- **Source**:
Folder with labeling Plea Bargain, gavel and libra

What You Should Know About Plea Bargains

Venessa Bornost, P.A.  Nov. 27, 2023

Being charged with a crime can be terrifying, and you may be wondering what you should do next. Your first step should be hiring a skilled criminal defense attorney. If you’ve been charged with a crime in Florida, call me at Venessa Bornost, P.A. in Dunedin. Whether going over your options, assisting you with gathering evidence and working closely with you to craft a defense, and representing you if your case goes to trial, I will be there to support you and fight for the best possible outcome to your case. 

In Florida, you may have the option to take a plea bargain if you have been charged with a misdemeanor or minor felony. Below is some helpful information everyone should know about plea bargains.  

What Is a Plea Bargain?

A plea bargain is an agreement between the prosecutor and a defense attorney that guarantees a comparatively lighter sentence for the accused if the accused pleads guilty before a criminal trial. For example, if you have been accused of theft, the prosecutor, defense attorney, and judge might come to an agreement that you should serve less time in jail in exchange for a guilty plea.  

Less time in jail is often not the only option offered in exchange for a guilty plea. Prosecutors might agree to lower the charges (for example, from a felony to a misdemeanor) or they might suggest any modification of the standard sentence to the judge, including community service, probation, and attendance at substance abuse programs, anger management classes, or counseling.

- **Entries**:
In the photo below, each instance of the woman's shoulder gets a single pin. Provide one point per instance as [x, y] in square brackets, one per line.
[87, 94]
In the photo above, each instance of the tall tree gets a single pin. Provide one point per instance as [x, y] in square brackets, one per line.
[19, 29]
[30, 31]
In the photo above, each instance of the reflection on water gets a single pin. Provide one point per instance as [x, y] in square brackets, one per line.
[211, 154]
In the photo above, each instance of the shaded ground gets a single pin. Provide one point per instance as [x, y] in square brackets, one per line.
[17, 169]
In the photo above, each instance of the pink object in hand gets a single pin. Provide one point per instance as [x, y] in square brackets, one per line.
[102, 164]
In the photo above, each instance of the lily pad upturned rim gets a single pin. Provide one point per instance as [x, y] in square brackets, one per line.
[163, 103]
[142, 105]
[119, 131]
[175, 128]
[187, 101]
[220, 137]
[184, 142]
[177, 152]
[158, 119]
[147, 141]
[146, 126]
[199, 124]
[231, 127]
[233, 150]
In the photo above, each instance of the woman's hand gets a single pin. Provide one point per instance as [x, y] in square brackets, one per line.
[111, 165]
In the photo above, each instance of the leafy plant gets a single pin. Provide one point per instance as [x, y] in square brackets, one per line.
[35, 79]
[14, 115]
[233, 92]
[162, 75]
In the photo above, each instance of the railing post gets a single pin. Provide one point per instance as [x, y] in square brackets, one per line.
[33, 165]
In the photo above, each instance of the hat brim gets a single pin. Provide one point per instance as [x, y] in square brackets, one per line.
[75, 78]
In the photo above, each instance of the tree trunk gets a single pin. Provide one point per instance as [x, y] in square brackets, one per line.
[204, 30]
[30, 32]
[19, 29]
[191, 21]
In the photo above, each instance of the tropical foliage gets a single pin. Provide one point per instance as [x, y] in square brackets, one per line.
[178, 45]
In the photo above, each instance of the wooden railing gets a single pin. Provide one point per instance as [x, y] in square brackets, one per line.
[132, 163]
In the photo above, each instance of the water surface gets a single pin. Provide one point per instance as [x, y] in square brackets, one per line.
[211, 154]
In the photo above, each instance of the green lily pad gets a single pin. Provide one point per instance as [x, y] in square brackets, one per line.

- **Set exercise 1**:
List every modification of the standard sentence that the plea bargain article gives as an example.
- **Set exercise 2**:
Please print the passage of the plea bargain article that begins at the words "What Is a Plea" and stops after "classes, or counseling.", copying it without any changes.

- **Written solution 1**:
- community service
- probation
- attendance at substance abuse programs
- anger management classes
- counseling

- **Written solution 2**:
What Is a Plea Bargain?

A plea bargain is an agreement between the prosecutor and a defense attorney that guarantees a comparatively lighter sentence for the accused if the accused pleads guilty before a criminal trial. For example, if you have been accused of theft, the prosecutor, defense attorney, and judge might come to an agreement that you should serve less time in jail in exchange for a guilty plea.  

Less time in jail is often not the only option offered in exchange for a guilty plea. Prosecutors might agree to lower the charges (for example, from a felony to a misdemeanor) or they might suggest any modification of the standard sentence to the judge, including community service, probation, and attendance at substance abuse programs, anger management classes, or counseling.